Так почти в любом мифе и даже образе героя мы найдем смысловой оттенок богоборчества, который постепенно перерастает в самостоятельную тему и смыслообраз.

Дерзание смертного, его «hybris» — гордыня, как покушение на права бессмертных, когда, по слову Еврипида, «человек выше смертного смотрит»: такова новая тема. Смыслообраз «богоборчество» переходит в смыслообраз еще более богатый содержанием, в «бессмертие», открывая путь к логике чудесного: в мир осуществленного бессмертия.

Борьба смертного за свое бессмертие, гордое чувство своего права на бессмертие, его соперничество с богами, жажда славы, как жажда увековечить себя, — эта большая тема богаче всех других развита и до конца раскрыта в мифологии эллинов, выражая полное торжество логики образа при его продвижении по кривой смысла.

3. Опыт классификации чудесного (Приложение)

Все чудесные существа, предметы и акты также могут быть классифицированы и разделены по:

I. Чудесного возможного и невозможного — с точки зрения здравого смысла.

II. Чудесного представимого и непредставимого.

III. Чудесного понимаемого и чудесного мнимо или якобы понимаемого.

Иные чудесные существа, предметы или акты представимы, но ни естественно, ни искусственно невозможны. Другие представимы, но возможны только искусственно. Третьи представимы, как образ или предмет, но не как моментальный акт или процесс. Четвертые хотя и невозможны, но мнимо представимы. Пятые невозможны и непредставимы, но понимаемы нами и благодаря этому якобы представимы.

К невозможному относится все монструозно-гиперболическое или гиперболически-анормальное, противоестественное, всё са-мо-себя-отрицающее, т. е. предмет или образ с взаимноотрицающими друг друга свойствами-функциями. Например, монструозно-гиперболичен тысячеглазый, во все стороны зрящий Аргус, с глазами, рассеянными по всему телу: он представим, но ни естественно, ни искусственно невозможен.

Конечно, природа предуказала фактически образ такого чудовища, создавая существа с осязательными органами или сосочками, так сказать, с осязающими глазами на теле. Конечно, иные чудеса уже разрешены техникой и наукой. Но их абсолютно выраженный смыслообраз, их воплощенная идея, созданы мифологическим воображением незаинтересованно.





Представимы, но естественно невозможны большинство чудесных явлений обетованной страны: реки, текущие молоком и медом, кисельные берега и т. п.

Но иные из них искусственно возможны.

У колхидского царя Аэта, владельца Золотого руна, были фонтаны, бьющие вином и молоком (по Аполл. Родосск.). То же у римлян.

Птичье молоко невозможно — ни естественно, ни искусственно. Но чудесная птица с выменем, своеобразная Химера, которую доят, вполне представима, как образ, хотя и относится к существам с взаимоотрицающими друг друга свойствами и есть некое «оксюморон»: млекопитающая птица — утконос. Эллинский миф создает полудев-полуптиц, которые могли бы дать птичье молоко: сирены, геспериды.

*ПРЕДСТАВЛЕННЫЕ ДАННЫЕ*

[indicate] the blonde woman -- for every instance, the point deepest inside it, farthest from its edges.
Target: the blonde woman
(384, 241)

*УКАЗАНИЯ И ТРЕБОВАНИЯ*
Какие фонтаны были у колхидского царя Аэта, согласно странице? Пожалуйста, используйте только сведения со страницы.

*ОТВЕТ*
Фонтаны, бьющие вином и молоком.